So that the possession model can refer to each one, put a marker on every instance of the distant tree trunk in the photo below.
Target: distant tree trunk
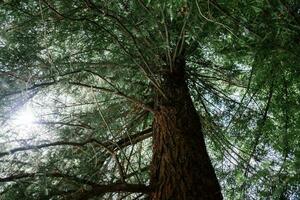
(181, 168)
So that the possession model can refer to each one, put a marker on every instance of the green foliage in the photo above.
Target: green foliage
(90, 71)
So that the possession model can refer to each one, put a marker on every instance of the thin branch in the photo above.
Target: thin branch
(117, 93)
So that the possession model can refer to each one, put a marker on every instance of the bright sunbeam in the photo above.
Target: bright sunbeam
(23, 123)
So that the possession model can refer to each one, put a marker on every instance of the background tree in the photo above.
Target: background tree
(122, 93)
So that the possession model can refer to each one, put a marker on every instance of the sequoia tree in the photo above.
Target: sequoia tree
(127, 99)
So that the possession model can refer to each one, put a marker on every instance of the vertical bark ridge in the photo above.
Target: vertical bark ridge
(181, 168)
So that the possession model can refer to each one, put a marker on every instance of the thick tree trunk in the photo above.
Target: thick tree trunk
(181, 168)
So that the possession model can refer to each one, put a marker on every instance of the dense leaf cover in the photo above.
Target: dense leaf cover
(89, 71)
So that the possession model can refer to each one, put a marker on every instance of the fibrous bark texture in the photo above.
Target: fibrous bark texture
(181, 168)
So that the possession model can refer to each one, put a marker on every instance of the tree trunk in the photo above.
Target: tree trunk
(181, 168)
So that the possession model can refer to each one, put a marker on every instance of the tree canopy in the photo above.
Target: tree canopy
(89, 72)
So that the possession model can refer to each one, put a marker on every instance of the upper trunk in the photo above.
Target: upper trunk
(181, 168)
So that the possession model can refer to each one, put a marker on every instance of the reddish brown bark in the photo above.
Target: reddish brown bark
(181, 168)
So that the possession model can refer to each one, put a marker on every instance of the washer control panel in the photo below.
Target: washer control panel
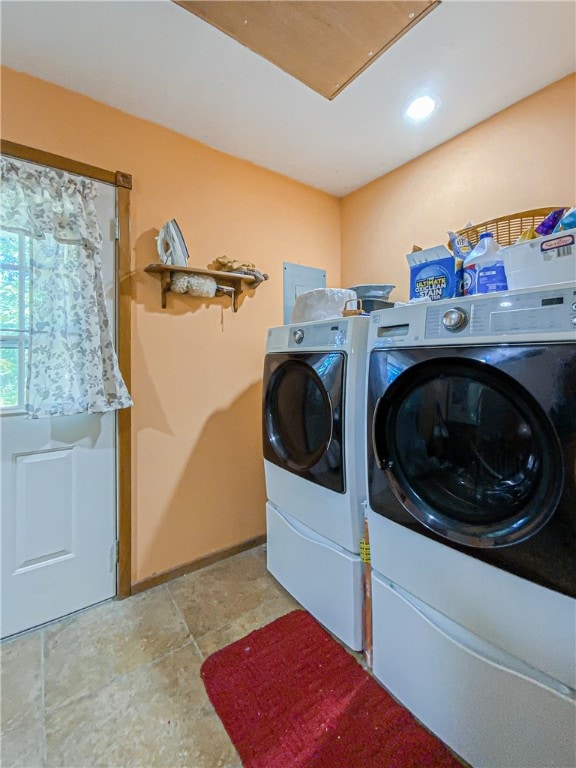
(308, 335)
(547, 311)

--------------------------------

## WHAT NEEDS TO BE DONE
Would you transcribe the listing above line by line, exactly, leaving every picture out?

## RESPONSE TO THIS EXERCISE
So that the possession model can refer to each one, put a marker on every instance of the distant tree trunk in the photo below.
Target: distant tree trunk
(181, 168)
So that the possession model can refer to each one, put a marker on every instance of the green foliage in the photo above.
Target: green foliage
(90, 71)
So that the possession model can refer to each one, put a marker on every instance of the thin branch in the photo above.
Target: thin branch
(117, 93)
So that the possession model can refer to each one, put a marker on every instance of the bright sunbeam in the photo above.
Target: bright sunbeam
(23, 123)
So that the possession model can refer to each one, put a marker on every instance of the background tree in the photo above.
Target: background tree
(122, 93)
So that the possession model can refer to each one, put a marker on every instance of the sequoia tree in the photo above.
Target: sequoia tree
(127, 99)
So that the possession model can refer to each one, put a marker on every instance of the vertical bark ridge in the photo above.
Target: vertical bark ridge
(181, 168)
So that the possession model can refer to each one, put a marker on every instance of the thick tree trunk in the photo above.
Target: thick tree trunk
(181, 168)
So that the possession model can refer to each one, put a marker on every instance of the dense leaf cover in the photo above.
Target: dense leaf cover
(89, 71)
So that the possession model can refer to each one, put a marker on every instance of the fibrous bark texture in the photo above.
Target: fibrous bark texture
(181, 168)
So that the possession model can refer to each one, put a marker on every instance of the tree trunk in the photo above.
Target: tree trunk
(181, 168)
So that the possession model can refer to each one, put a marker on every instance of the tree canopy in the photo above.
Target: tree canopy
(89, 72)
So that the possession model can refer to each one, put a marker on every instance of the upper trunk in the photo above.
Target: upper trunk
(181, 168)
So that the possession model can refer to each one, put a marker on every instance of the reddish brown bark in the photo above.
Target: reddish brown bark
(181, 168)
So that the possession model can refer to each one, put a marker on every instance of the washer control panel in the photo below.
Target: washer control panel
(308, 335)
(547, 311)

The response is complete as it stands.